=== Directive ===
Change "bounding boxes" to "box coordinates" in the lines starting at the first line and ending at the line that contains "xmin=362 ymin=568 xmax=441 ymax=707", leaving everything else as it is. Give only these lines and leave out the pictures.

=== Material for this task ===

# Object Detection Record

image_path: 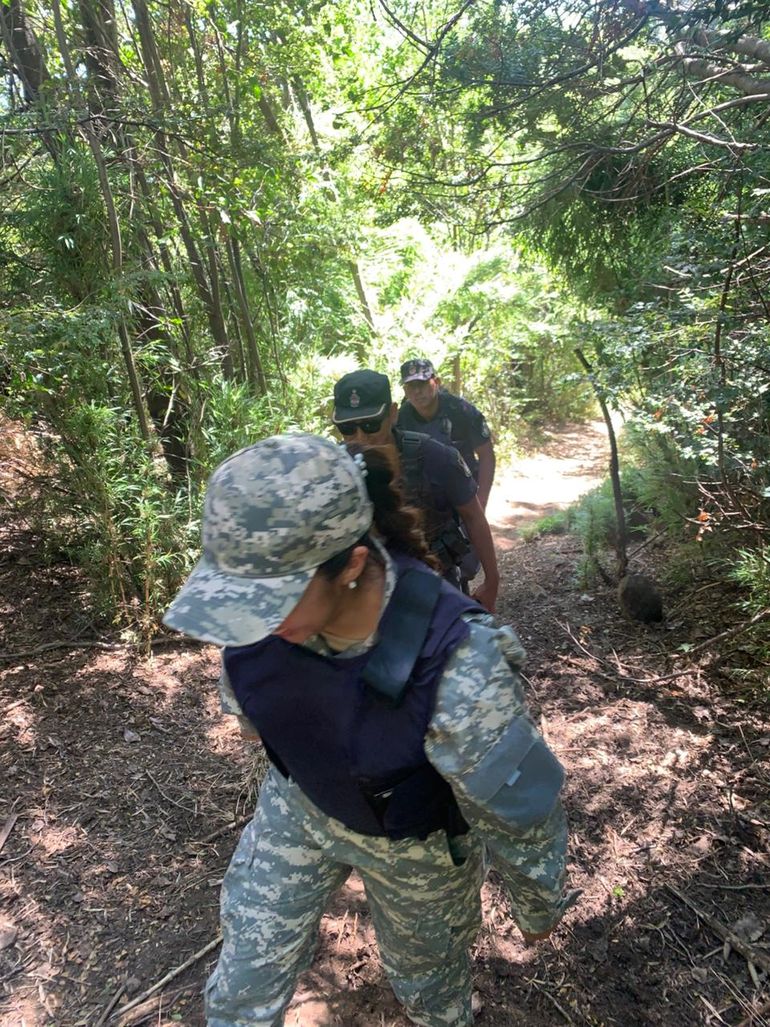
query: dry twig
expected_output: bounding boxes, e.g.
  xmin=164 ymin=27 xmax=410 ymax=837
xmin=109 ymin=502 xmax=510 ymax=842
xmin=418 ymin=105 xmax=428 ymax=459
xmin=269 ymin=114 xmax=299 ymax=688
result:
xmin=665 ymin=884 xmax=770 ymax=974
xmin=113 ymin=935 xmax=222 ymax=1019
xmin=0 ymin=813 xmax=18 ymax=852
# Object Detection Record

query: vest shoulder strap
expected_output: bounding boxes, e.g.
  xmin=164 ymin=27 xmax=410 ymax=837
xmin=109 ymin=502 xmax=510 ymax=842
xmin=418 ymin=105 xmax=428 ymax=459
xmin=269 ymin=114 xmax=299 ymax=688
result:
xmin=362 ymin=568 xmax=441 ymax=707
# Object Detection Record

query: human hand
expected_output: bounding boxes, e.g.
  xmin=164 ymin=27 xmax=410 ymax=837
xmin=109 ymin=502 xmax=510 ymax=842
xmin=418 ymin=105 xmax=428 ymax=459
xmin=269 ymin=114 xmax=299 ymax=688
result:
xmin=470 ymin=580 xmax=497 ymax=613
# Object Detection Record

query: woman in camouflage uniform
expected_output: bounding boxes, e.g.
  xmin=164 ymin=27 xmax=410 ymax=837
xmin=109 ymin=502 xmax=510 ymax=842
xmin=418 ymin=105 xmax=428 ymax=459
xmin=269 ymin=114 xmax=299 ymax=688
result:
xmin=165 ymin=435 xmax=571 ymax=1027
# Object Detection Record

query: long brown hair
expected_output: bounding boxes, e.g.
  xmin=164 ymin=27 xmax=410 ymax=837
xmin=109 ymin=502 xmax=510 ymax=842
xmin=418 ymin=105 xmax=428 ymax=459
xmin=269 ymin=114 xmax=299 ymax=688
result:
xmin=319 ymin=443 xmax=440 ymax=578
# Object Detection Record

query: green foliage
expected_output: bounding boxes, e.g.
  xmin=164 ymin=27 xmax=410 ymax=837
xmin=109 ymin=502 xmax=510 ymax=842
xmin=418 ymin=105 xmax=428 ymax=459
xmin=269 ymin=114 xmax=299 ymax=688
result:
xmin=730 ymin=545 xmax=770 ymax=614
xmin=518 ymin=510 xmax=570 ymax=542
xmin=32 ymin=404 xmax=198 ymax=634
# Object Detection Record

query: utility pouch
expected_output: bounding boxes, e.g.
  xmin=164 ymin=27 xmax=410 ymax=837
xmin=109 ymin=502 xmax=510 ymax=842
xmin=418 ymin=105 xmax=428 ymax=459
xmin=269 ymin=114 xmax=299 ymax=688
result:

===

=== Written solution ===
# Object Detection Record

image_path: 
query: dry twig
expected_output: box coordinates, e.g.
  xmin=164 ymin=27 xmax=410 ymax=837
xmin=109 ymin=502 xmax=510 ymax=842
xmin=418 ymin=105 xmax=428 ymax=459
xmin=269 ymin=114 xmax=299 ymax=688
result:
xmin=665 ymin=884 xmax=770 ymax=974
xmin=113 ymin=935 xmax=222 ymax=1019
xmin=0 ymin=813 xmax=18 ymax=852
# Object Detection Record

query: vest shoulder strap
expected_output: box coordinates, e.g.
  xmin=164 ymin=27 xmax=410 ymax=837
xmin=109 ymin=502 xmax=510 ymax=842
xmin=418 ymin=105 xmax=428 ymax=459
xmin=269 ymin=114 xmax=299 ymax=688
result:
xmin=362 ymin=568 xmax=441 ymax=707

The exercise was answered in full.